Stated goal:
Convert the lines of the records starting at the line containing "the <item>black backdrop</item>?" and ending at the end of the records into a JSON list of strings, one string per line, with blank lines omitted.

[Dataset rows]
-=-=-=-=-

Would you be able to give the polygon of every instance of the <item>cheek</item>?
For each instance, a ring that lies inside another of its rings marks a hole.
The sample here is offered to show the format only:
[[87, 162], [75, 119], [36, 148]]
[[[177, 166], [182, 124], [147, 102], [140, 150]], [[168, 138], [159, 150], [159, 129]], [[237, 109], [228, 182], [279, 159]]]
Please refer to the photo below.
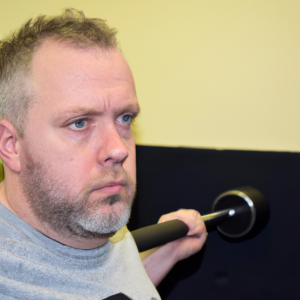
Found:
[[123, 168], [132, 180], [136, 184], [136, 155], [135, 155], [135, 141], [134, 139], [127, 144], [128, 157], [123, 164]]

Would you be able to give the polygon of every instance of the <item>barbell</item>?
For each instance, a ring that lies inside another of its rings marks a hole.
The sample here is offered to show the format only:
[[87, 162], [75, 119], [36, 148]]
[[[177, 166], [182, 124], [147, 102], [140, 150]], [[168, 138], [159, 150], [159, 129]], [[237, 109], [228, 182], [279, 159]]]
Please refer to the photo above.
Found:
[[[208, 231], [217, 229], [225, 239], [240, 241], [257, 235], [266, 226], [270, 207], [263, 194], [254, 187], [241, 187], [219, 195], [212, 213], [203, 215]], [[188, 226], [180, 220], [150, 225], [131, 232], [139, 252], [184, 237]]]

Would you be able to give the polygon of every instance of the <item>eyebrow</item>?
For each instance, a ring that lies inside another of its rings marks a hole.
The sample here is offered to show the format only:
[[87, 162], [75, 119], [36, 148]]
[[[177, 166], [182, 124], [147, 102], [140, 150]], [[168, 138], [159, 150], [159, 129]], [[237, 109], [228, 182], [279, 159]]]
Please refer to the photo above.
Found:
[[[140, 112], [140, 107], [138, 104], [129, 104], [127, 106], [119, 108], [118, 114], [122, 114], [126, 111], [130, 111], [130, 112], [134, 113], [135, 116], [137, 116]], [[102, 111], [102, 110], [97, 110], [94, 108], [86, 108], [86, 107], [82, 107], [82, 106], [75, 106], [75, 107], [71, 107], [70, 109], [68, 109], [66, 111], [56, 114], [53, 119], [54, 120], [64, 119], [64, 118], [68, 118], [69, 116], [72, 117], [73, 115], [100, 116], [103, 113], [104, 113], [104, 111]]]

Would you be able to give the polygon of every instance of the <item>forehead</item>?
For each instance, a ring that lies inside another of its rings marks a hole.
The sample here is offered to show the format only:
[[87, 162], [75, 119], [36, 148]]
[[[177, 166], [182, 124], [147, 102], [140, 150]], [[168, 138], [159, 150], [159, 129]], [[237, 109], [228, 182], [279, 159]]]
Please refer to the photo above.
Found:
[[130, 68], [118, 49], [45, 41], [33, 57], [31, 83], [34, 103], [51, 110], [137, 104]]

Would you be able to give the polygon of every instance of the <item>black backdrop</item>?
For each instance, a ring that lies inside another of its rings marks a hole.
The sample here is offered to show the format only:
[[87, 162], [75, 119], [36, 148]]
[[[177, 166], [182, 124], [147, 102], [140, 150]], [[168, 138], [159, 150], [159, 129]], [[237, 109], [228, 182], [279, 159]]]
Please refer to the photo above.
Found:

-=-=-=-=-

Answer to this task:
[
  "Would you be able to give the polygon of every instance of the <item>black backdrop</item>?",
  "For each instance, a ring that lies inside another of its rings marks a hole.",
  "The sample here is offered to show the format only:",
  "[[87, 162], [75, 119], [36, 148]]",
  "[[[177, 166], [182, 124], [147, 102], [140, 150]], [[168, 138], [159, 150], [159, 129]], [[237, 109], [228, 182], [279, 159]]]",
  "Please refer to the photo above.",
  "Found:"
]